■ **Article**
[start]
State v. Midgett

Decision Date21 September 1938
Docket Number3.
PartiesSTATE v. MIDGETT.
CourtNorth Carolina Supreme Court

Appeal from Superior Court, Dare County; W. H. S. Burgwyn, Special Judge.

Jethro Midgett, Jr., was convicted of felonious slaying and he appeals.

No error.

Acquittal in recorder's court of charges of drunken and reckless driving was not bar, on ground of former acquittal or former jeopardy, to further prosecution in superior court for manslaughter, notwithstanding all the charges were based on same act of defendant, since offenses are not same, one is not a lesser degree of other, and additional facts must be alleged and proved to establish the one which need not appear on trial of the other. Pub.Laws 1937, c. 407, §§ 101, 102.

When same facts constitute two or more offenses, wherein lesser offense is not necessarily involved in greater, and when facts necessary to convict on second prosecution would not necessarily have convicted on first, then first prosecution will not be bar to second, although offenses were both committed at same time and by same act.

Criminal prosecution tried upon indictment charging the defendant in three counts, first, with the felonious slaying of one Ethel D. Hartley, second, with the felonious slaying of one Winston Green, and, third, with the felonious violation of the "hit and run" statute (Pub.Laws 1937, c. 407, § 128) at the time of the accident or injury which resulted in the double homicide of the said Hartley and Green.

The evidence on behalf of the State tends to show that on September 2, 1937, at about 8 P. M. the defendant, while driving his automobile on the highway near Manteo on Roanoke Island, ran into and killed two pedestrians, Ethel D. Hartley and Winston Green; that the defendant was driving on his left-hand side of the road at the time, without lights, at a rate of 40 or 45 miles an hour, and that it was dark. The evidence is conflicting as to how the accident occurred.

On the following day two warrants were issued and served upon the defendant, one charging him with manslaughter, and the other (1) with operating a motor vehicle on the public highway while under the influence of intoxicating liquors, morphine opiates or other drugs (Pub.Laws 1937, c. 407, § 101), and (2) with operating a motor vehicle on the public highway in a reckless, careless and wanton manner without regard to the rights and safety of others, against the form of the statute in such cases made and provided (Pub.Laws 1937, c. 407, § 102) and against the peace and dignity of the State.

Thereafter on the 7th day of September, 1937, in the Recorder's Court of Dare County, the defendant was acquitted on the warrant charging him with drunken and reckless driving, and bound over to the Superior Court for action on the warrant charging him with manslaughter.

A true bill was returned at the October Term, 1937, to which said bill the defendant duly entered pleas of former acquittal or former jeopardy on the first and second counts and "not guilty" as to the entire bill.
[end]
■ **Exercise task 1**
In the State v. Midgett case summary, on what date was the defendant acquitted in the Recorder's Court of Dare County?
■ **Exercise task 2**
Write the next part of the State v. Midgett case summary, picking up after its final sentence and keeping its style.

■ **Dataset excerpt**
[start]
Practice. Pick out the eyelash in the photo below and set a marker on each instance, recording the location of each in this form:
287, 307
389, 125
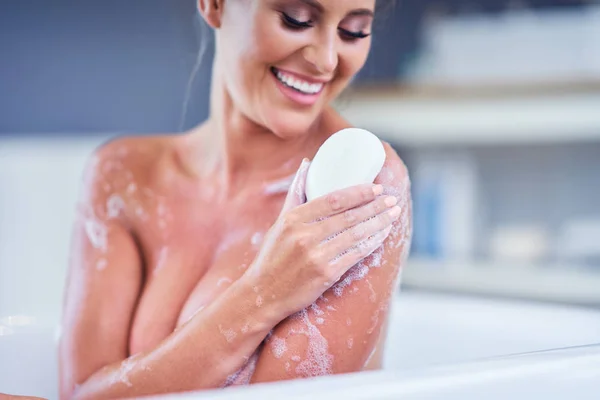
[end]
■ **Written response 1**
September 7, 1937.

■ **Written response 2**
The court held that the defendant's plea of former acquittal or former jeopardy was not good and instructed the jury accordingly. Exception.

Verdict Guilty on the first and second counts in the bill, and not guilty on the third.

Judgment: Imprisonment for not less than one nor more than three years and assigned to work upon the roads.

Defendant appeals, assigning errors.

Worth & Horner and McMullan & McMullan, all of Elizabeth City, for appellant.

Harry M. McMullan, Atty. Gen., and R. H. Wettach and L. O. Gregory, Asst. Attys. Gen., for the State.

STACY Chief Justice.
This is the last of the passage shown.